Problem details –
Please pull out each line of the records that contains the word "Mark". Treat uppercase and lowercase as different.

[Collected data]
## Begin
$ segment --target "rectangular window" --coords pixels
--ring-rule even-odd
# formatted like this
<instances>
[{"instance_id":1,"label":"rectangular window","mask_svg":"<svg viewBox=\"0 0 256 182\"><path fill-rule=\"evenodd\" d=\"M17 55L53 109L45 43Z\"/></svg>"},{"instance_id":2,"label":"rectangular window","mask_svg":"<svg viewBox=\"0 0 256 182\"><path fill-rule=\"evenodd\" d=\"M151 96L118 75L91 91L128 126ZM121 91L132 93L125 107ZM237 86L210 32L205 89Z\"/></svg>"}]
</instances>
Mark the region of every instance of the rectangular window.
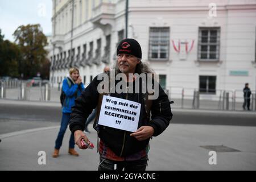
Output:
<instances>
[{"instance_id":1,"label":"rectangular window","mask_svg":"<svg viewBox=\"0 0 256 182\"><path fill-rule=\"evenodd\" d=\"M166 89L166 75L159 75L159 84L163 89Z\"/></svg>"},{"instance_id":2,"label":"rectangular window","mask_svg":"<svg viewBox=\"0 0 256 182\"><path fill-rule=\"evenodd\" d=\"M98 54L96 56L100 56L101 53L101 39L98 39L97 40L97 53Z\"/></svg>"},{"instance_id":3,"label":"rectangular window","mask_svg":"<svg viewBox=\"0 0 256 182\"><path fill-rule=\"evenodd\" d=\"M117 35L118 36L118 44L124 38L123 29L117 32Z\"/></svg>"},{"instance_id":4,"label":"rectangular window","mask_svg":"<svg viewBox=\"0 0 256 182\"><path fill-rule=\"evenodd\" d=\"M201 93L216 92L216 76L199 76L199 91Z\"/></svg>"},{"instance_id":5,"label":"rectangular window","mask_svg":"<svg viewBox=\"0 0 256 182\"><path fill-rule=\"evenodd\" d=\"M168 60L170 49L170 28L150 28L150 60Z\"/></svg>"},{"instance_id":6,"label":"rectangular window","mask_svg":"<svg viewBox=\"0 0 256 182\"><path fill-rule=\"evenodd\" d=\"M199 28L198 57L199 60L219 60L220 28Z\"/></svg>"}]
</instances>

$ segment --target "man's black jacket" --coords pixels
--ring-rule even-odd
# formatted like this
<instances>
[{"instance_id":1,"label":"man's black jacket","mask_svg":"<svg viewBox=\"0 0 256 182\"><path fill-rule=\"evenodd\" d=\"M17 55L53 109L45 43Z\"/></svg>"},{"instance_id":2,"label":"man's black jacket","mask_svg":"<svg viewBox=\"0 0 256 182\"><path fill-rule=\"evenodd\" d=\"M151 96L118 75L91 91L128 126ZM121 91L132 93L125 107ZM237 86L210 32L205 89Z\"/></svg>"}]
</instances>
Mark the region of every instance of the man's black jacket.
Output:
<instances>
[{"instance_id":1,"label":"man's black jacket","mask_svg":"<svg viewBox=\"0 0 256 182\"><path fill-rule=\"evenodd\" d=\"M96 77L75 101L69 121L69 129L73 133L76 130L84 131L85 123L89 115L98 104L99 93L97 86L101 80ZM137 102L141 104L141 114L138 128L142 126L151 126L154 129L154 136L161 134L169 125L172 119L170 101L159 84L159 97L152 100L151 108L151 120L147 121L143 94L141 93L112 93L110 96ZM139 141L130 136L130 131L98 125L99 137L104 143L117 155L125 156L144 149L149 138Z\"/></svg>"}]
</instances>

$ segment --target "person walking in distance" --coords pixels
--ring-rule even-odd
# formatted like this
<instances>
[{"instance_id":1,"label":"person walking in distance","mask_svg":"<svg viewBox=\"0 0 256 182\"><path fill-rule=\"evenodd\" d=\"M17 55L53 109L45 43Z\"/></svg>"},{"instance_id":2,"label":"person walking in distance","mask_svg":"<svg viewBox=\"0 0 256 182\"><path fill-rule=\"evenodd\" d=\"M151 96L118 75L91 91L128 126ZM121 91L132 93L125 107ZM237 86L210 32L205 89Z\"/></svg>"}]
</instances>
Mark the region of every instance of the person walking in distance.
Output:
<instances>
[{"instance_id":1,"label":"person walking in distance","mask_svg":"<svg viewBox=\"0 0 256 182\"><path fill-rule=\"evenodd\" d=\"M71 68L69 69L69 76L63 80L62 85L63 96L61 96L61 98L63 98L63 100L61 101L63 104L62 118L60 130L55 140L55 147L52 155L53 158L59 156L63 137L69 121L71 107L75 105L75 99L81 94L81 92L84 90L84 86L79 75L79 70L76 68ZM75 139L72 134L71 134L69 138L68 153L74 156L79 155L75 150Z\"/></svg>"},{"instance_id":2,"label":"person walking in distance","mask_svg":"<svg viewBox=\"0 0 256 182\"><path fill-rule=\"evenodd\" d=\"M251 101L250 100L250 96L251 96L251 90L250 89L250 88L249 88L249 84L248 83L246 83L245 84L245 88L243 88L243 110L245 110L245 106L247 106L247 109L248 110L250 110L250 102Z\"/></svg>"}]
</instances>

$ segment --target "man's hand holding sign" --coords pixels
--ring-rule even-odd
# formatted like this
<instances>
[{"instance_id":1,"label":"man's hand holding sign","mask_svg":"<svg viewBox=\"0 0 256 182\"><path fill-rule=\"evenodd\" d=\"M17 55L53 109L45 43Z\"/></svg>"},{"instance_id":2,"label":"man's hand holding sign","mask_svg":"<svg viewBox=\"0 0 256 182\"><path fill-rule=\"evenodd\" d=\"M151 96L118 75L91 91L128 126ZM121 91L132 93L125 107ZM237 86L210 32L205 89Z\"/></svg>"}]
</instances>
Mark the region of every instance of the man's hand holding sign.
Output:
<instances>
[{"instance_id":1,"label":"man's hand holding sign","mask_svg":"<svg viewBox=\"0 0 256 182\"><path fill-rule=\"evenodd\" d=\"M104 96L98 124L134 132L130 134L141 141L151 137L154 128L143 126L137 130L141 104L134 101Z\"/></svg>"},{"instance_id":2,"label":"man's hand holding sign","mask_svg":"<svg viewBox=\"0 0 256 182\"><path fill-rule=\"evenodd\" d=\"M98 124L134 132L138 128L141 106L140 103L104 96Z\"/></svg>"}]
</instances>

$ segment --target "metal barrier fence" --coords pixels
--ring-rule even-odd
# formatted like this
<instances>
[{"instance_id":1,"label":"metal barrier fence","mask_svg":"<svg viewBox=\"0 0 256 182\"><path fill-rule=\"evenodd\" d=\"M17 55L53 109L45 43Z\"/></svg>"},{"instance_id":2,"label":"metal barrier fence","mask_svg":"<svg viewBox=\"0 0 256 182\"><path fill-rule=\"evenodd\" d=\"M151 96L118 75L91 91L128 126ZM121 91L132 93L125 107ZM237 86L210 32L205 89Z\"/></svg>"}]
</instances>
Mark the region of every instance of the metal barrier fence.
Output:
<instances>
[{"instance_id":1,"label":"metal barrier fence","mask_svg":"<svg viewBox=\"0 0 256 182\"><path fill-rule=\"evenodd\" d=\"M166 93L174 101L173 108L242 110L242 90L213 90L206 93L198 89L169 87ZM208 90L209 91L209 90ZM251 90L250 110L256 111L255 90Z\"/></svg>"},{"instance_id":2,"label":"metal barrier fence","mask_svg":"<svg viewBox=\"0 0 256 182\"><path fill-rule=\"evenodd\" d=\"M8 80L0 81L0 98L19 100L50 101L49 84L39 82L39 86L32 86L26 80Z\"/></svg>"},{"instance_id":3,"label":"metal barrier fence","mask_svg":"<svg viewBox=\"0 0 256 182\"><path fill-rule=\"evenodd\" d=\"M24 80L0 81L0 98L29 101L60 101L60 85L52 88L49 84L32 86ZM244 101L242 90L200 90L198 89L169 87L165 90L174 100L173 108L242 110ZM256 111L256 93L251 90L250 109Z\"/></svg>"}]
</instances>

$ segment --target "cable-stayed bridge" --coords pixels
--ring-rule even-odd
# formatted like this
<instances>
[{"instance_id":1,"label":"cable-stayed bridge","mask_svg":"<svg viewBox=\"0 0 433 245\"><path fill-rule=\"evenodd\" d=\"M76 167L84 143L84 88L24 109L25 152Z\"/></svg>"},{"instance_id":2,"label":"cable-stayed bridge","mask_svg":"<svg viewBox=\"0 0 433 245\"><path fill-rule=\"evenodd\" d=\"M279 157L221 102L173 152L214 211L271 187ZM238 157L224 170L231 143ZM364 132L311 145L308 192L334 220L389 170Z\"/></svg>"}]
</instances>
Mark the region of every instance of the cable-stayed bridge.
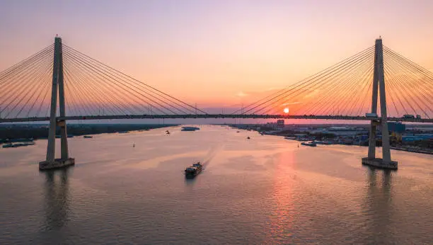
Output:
## End
Final result –
Mark the region of every instance of the rectangular window.
Mark the region of every instance of the man's black jacket.
Mark the region of every instance of the person walking in distance.
Mark the region of every instance of the man's hand holding sign.
Mark the region of every instance of the metal barrier fence.
Mark the region of every instance of the cable-stayed bridge.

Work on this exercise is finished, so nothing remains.